REQUEST:
Collect each line in the records below that contains the word "shelf", and copy every such line in full.

Pointing dataset records:
>>>>>

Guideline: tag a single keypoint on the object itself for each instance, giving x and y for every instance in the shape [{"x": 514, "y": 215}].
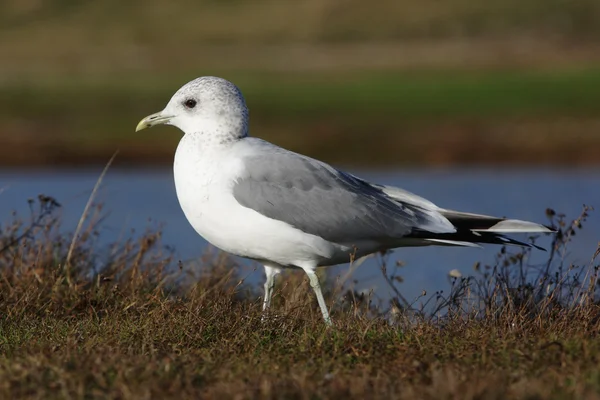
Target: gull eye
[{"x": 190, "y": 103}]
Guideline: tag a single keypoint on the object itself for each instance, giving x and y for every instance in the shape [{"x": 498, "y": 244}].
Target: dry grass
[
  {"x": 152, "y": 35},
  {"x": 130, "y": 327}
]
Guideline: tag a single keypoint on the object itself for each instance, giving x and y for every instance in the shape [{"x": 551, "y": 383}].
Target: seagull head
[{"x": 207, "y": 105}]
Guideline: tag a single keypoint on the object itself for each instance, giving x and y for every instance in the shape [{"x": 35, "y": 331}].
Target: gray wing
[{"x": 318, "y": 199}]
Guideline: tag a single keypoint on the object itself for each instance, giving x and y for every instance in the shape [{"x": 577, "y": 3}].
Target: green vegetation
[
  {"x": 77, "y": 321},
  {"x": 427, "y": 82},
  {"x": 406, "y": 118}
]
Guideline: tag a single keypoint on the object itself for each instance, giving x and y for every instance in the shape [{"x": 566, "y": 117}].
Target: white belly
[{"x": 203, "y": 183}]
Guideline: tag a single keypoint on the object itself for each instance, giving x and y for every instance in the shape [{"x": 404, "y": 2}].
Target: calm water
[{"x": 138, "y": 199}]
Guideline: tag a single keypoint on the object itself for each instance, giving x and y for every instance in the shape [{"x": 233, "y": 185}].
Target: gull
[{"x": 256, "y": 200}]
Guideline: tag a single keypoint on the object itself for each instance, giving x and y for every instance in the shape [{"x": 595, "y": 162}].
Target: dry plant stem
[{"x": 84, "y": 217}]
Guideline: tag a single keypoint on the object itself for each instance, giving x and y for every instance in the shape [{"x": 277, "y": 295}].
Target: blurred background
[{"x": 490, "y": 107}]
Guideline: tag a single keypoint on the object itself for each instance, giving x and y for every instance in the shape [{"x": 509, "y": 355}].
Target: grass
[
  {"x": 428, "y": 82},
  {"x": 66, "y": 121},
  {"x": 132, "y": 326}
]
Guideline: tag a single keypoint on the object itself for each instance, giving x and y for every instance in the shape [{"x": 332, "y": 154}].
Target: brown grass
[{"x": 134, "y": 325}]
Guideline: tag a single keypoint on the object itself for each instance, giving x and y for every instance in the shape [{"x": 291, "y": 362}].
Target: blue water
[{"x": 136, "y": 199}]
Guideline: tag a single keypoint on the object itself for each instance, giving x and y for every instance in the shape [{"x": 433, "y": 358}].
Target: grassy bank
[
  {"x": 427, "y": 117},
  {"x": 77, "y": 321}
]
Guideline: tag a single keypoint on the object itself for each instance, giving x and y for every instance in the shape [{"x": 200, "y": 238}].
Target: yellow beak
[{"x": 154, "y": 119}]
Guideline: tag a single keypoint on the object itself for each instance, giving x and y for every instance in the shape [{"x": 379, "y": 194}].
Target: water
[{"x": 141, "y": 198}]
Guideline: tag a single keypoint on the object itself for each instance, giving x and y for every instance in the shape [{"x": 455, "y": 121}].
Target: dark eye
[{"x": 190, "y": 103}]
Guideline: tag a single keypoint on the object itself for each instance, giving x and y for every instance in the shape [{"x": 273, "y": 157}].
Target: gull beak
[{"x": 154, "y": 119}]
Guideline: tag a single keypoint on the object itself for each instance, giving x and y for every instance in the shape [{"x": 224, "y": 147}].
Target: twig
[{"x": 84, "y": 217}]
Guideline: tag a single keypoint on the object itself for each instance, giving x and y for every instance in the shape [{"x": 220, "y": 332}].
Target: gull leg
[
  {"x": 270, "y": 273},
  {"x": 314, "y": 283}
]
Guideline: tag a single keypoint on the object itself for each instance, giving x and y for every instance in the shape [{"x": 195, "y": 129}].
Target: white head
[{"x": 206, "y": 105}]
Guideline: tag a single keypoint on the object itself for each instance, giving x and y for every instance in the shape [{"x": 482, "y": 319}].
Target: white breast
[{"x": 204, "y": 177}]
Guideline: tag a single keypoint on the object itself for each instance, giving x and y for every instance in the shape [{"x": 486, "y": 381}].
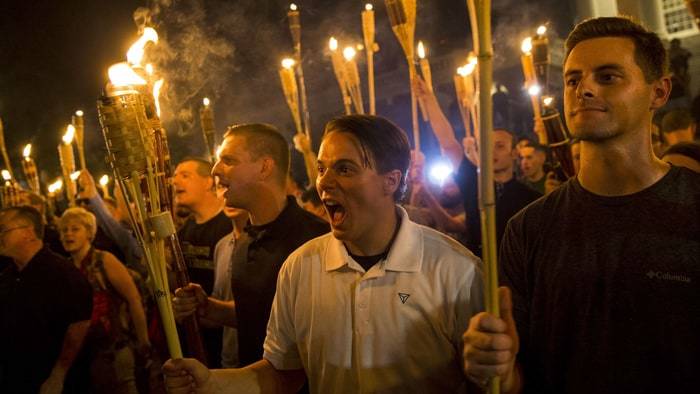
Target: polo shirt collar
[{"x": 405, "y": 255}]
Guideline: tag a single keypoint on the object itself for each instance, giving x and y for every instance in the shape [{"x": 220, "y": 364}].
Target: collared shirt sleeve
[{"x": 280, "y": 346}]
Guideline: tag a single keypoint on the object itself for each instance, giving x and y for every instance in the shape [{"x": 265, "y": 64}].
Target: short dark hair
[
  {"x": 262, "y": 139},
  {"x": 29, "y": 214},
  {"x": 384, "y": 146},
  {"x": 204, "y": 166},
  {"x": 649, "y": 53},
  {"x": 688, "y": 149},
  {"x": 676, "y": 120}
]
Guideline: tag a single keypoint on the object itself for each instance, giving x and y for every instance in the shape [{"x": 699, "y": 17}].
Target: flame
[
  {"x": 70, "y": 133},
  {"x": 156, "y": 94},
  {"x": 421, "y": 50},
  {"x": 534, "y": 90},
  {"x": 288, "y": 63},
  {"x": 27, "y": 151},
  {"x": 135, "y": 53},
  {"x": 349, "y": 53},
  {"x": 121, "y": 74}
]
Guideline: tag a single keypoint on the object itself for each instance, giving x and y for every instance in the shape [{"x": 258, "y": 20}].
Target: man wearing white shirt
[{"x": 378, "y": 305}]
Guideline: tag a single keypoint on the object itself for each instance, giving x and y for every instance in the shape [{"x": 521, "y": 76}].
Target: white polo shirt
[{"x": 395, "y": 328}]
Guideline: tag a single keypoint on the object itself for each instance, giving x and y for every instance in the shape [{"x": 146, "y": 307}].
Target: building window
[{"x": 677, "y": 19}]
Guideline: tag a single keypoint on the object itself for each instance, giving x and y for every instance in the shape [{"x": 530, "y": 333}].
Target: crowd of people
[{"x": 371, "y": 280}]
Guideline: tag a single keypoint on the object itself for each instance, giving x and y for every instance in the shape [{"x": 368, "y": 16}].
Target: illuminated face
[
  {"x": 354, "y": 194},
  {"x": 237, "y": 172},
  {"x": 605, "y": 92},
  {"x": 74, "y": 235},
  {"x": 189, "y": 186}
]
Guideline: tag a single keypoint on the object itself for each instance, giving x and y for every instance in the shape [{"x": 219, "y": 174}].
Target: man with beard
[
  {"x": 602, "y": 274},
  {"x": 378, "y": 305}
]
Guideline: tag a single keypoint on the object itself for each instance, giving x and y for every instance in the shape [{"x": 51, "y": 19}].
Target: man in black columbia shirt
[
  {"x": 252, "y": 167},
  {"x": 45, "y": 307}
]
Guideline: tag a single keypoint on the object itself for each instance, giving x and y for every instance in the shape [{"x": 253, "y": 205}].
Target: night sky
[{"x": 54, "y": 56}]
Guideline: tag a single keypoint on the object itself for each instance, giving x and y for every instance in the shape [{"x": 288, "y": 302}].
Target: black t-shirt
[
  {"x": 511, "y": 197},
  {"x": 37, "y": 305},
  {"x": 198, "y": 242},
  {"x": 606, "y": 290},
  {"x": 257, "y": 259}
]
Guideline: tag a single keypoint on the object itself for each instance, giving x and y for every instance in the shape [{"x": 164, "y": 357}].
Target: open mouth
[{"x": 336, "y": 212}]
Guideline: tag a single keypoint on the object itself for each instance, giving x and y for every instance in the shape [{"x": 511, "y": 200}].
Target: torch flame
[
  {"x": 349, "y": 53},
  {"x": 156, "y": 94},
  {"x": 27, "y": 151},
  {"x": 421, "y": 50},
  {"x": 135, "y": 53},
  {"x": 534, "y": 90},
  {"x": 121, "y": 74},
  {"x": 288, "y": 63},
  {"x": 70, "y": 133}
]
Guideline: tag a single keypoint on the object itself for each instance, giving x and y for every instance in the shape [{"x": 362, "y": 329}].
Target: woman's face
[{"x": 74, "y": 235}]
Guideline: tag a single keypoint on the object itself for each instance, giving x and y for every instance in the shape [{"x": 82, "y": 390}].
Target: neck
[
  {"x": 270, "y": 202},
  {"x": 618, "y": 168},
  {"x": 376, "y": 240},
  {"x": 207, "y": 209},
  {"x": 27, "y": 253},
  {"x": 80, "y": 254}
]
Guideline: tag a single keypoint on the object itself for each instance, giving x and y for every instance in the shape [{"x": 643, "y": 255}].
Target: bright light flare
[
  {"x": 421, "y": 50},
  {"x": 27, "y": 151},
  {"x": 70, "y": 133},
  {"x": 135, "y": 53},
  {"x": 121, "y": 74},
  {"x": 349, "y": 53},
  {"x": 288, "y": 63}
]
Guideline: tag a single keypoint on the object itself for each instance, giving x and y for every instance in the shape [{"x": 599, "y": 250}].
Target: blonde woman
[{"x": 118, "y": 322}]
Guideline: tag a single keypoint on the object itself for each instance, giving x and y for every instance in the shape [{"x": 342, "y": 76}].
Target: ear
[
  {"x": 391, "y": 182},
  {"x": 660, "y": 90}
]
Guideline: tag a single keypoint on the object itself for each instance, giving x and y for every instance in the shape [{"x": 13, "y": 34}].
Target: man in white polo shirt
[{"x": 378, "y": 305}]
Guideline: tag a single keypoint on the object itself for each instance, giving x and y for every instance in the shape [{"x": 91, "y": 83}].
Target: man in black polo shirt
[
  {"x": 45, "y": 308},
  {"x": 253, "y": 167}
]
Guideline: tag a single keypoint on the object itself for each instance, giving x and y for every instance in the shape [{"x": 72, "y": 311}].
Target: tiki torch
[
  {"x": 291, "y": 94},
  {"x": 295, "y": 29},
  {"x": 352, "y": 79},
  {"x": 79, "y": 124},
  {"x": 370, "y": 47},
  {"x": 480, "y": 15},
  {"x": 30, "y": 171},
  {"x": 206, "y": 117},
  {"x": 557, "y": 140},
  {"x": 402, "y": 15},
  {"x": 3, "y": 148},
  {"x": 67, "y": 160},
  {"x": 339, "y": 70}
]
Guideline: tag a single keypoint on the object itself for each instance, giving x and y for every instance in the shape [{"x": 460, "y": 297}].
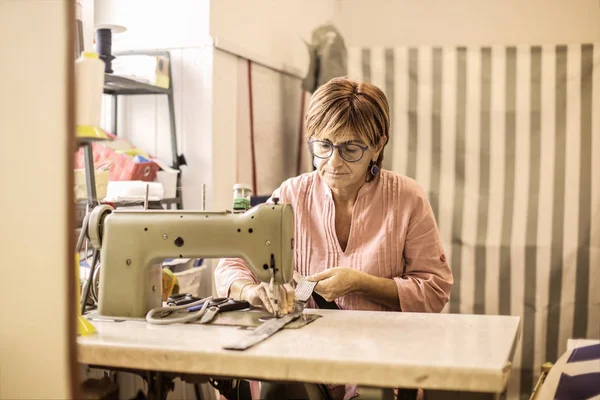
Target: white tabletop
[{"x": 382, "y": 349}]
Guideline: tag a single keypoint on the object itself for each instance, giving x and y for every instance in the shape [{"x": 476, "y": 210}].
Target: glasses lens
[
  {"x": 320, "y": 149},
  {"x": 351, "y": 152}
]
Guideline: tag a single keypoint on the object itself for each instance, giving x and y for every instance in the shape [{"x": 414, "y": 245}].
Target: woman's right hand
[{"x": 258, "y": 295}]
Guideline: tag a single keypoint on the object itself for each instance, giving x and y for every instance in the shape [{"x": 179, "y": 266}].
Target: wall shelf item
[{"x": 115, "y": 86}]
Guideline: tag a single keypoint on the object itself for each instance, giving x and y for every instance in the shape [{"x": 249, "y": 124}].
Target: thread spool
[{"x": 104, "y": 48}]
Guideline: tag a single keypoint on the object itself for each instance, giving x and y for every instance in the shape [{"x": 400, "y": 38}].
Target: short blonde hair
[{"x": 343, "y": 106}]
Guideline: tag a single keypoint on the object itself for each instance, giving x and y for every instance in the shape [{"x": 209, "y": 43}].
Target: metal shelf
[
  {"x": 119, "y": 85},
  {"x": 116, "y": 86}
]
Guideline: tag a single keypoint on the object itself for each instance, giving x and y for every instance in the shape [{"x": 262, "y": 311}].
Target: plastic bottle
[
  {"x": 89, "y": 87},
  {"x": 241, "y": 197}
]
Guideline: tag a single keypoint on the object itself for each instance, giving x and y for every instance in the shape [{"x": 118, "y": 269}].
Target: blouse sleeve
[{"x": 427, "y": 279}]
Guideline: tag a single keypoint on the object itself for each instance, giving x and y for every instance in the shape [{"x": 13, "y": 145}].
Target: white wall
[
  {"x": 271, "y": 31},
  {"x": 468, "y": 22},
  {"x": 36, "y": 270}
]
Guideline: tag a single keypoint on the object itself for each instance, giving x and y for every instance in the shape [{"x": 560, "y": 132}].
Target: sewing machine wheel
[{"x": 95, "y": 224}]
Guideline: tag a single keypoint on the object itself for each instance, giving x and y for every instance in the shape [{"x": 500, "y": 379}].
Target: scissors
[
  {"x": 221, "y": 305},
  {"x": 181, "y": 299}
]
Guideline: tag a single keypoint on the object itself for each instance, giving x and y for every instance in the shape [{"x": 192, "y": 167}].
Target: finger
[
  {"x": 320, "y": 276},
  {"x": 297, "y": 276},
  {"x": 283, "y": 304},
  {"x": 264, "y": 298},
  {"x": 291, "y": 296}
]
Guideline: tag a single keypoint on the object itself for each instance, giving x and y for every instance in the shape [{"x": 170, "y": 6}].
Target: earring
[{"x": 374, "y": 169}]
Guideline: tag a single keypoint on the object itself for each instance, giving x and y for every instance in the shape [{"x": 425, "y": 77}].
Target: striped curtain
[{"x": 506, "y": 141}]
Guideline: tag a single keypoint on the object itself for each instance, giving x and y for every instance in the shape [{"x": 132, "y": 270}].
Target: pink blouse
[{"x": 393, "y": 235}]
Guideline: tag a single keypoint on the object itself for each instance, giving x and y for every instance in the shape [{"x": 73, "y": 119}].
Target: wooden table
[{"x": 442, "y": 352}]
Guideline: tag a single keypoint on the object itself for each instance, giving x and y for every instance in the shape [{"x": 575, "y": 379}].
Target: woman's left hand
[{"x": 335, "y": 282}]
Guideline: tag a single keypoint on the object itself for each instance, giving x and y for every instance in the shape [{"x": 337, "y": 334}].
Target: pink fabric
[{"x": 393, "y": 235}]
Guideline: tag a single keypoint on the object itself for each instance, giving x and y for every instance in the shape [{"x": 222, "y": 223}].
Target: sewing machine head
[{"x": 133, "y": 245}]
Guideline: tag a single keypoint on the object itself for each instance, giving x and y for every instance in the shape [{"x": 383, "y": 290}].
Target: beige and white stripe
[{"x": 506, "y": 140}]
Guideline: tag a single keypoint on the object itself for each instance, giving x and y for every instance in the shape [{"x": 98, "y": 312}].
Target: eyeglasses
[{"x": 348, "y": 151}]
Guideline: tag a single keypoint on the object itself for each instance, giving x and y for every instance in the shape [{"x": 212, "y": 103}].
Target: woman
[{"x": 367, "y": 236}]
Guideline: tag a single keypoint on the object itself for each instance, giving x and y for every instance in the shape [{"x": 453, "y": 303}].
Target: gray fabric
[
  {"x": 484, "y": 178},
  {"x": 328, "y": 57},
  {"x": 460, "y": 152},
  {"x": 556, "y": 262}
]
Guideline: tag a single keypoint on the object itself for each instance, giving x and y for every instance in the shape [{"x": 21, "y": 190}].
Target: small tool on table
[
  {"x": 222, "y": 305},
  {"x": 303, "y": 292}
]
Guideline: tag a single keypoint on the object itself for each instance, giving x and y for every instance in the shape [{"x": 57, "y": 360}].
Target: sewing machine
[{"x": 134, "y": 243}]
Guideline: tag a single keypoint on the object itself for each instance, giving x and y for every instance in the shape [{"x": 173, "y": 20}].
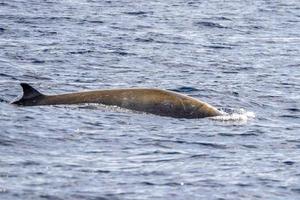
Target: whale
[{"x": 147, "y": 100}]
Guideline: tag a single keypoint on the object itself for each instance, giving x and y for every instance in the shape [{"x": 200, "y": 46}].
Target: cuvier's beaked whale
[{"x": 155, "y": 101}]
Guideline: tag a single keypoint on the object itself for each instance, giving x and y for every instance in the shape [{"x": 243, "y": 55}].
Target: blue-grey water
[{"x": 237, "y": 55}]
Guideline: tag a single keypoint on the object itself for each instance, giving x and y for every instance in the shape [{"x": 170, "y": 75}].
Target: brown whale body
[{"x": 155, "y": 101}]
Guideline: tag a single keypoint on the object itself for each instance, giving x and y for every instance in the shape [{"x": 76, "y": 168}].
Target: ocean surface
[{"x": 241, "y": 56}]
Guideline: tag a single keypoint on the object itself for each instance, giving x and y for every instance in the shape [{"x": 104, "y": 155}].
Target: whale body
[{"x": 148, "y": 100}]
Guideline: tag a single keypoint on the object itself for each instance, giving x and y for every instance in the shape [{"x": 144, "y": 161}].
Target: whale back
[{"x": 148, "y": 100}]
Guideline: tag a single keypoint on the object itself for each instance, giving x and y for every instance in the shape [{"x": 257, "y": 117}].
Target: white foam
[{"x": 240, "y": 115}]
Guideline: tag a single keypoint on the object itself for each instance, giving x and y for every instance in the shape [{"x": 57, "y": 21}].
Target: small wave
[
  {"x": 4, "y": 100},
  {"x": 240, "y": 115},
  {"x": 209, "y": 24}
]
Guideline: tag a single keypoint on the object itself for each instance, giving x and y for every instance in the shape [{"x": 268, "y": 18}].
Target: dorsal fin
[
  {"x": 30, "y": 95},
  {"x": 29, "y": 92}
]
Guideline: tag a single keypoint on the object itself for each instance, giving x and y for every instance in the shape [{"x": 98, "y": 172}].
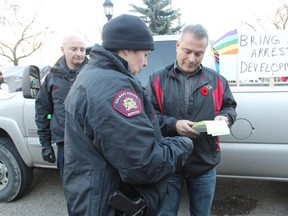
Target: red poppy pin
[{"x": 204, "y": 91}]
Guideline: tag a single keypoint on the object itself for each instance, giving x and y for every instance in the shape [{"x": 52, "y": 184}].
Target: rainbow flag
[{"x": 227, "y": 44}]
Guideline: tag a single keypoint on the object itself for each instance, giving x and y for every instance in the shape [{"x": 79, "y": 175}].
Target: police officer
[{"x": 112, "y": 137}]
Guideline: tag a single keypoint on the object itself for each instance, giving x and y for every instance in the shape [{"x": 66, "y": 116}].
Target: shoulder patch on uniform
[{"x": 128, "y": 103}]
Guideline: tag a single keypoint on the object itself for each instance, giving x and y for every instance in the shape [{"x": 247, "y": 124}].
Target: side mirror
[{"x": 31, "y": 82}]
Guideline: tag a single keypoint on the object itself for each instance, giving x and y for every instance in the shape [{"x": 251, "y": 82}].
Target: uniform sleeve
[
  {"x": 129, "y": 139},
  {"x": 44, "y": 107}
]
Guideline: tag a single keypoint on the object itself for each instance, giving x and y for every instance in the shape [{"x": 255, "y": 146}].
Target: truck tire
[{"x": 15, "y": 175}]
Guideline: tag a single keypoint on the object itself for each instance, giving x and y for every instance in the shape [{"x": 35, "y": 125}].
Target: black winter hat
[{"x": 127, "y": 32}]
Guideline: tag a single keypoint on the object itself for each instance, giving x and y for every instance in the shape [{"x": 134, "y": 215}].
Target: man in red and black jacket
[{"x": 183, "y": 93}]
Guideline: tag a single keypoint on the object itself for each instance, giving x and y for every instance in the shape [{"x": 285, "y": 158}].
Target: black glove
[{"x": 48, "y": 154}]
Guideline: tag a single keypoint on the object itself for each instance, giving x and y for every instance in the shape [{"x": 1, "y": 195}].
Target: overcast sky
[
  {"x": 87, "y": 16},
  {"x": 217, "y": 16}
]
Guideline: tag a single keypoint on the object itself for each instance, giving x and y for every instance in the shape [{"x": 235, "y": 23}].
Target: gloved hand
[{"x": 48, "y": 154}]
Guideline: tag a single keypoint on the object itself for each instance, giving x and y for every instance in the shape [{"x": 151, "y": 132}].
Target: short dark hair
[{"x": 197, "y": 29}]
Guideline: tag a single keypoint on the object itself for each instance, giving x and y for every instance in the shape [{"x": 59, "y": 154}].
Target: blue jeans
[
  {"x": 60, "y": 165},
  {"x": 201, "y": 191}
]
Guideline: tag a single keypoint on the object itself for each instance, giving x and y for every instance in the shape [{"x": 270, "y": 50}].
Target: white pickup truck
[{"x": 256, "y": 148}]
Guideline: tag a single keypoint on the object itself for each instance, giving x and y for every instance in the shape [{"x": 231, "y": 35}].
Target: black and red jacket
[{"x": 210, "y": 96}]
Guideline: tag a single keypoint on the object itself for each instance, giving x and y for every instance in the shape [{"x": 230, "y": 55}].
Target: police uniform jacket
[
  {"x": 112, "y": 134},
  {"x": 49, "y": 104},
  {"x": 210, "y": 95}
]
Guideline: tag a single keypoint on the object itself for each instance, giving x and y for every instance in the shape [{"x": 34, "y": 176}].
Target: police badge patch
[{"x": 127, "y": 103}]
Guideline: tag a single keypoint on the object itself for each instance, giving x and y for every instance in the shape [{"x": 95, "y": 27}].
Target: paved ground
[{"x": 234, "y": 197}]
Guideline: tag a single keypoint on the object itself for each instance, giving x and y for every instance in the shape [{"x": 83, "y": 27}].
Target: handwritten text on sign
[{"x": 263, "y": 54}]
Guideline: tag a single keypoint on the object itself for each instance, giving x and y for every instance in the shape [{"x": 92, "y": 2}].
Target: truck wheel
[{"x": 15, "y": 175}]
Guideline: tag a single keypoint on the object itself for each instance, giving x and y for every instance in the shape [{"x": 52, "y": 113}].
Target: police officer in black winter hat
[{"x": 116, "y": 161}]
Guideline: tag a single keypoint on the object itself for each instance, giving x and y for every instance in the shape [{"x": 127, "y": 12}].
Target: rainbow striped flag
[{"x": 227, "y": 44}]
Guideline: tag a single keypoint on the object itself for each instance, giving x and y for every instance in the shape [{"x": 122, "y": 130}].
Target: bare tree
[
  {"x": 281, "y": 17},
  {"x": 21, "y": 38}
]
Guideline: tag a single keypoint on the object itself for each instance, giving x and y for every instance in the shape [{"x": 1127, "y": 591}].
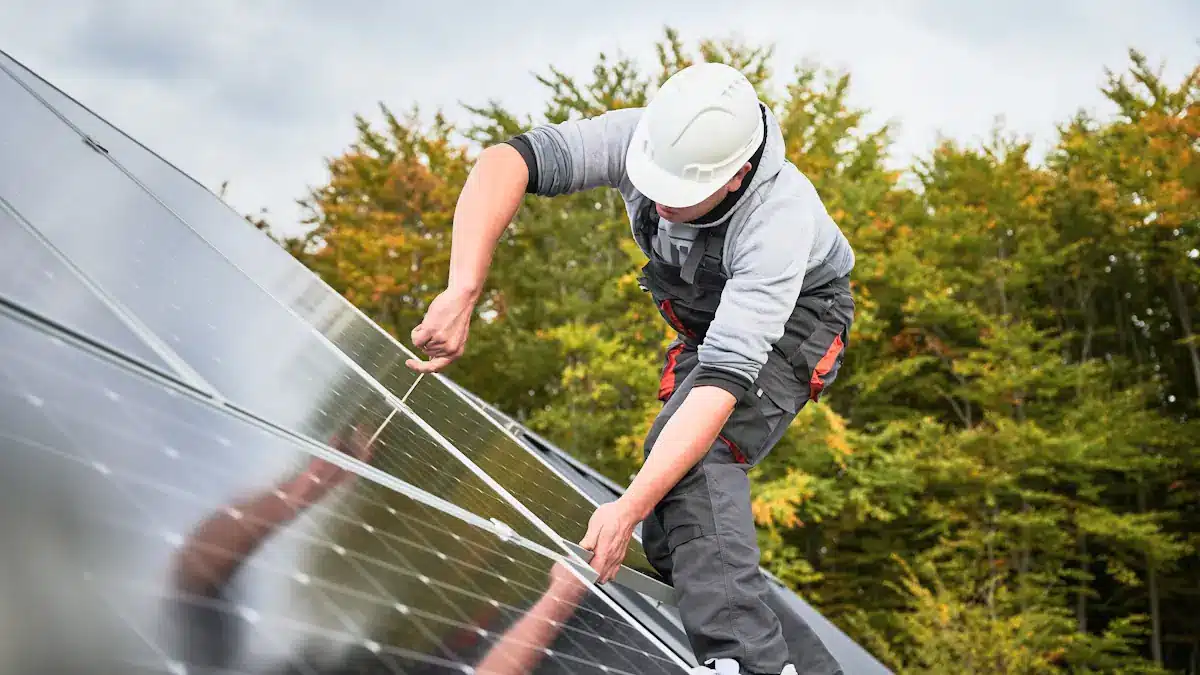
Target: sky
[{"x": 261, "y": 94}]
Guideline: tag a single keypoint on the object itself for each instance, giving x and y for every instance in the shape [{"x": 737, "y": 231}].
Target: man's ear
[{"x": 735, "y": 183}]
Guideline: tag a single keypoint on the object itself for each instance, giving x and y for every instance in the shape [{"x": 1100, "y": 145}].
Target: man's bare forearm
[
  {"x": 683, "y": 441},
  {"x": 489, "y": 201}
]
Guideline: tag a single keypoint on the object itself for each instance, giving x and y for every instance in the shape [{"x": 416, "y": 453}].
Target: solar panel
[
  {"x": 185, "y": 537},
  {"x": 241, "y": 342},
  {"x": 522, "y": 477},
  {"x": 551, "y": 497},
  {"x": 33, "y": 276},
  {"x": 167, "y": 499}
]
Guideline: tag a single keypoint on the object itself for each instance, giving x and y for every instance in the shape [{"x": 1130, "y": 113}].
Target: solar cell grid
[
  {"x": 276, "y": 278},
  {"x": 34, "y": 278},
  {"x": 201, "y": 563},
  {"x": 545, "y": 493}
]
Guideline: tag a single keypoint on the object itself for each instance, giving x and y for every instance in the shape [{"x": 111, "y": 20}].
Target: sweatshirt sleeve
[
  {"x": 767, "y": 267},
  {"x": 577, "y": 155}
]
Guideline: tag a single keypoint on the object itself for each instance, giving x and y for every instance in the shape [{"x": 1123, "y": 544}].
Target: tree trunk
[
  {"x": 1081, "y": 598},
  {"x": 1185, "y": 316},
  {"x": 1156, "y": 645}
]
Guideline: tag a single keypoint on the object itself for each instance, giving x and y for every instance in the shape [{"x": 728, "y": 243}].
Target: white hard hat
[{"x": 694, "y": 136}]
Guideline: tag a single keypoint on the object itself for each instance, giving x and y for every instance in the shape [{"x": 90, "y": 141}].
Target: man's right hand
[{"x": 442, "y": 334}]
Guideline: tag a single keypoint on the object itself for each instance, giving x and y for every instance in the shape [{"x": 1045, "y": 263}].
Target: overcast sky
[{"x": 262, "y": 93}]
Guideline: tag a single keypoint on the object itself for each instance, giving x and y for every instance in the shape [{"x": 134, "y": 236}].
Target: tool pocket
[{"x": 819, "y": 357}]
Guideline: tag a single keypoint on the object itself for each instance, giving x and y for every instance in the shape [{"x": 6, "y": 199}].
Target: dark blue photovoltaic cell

<<<<<

RESPONSE:
Target: wall shelf item
Target: metal shelf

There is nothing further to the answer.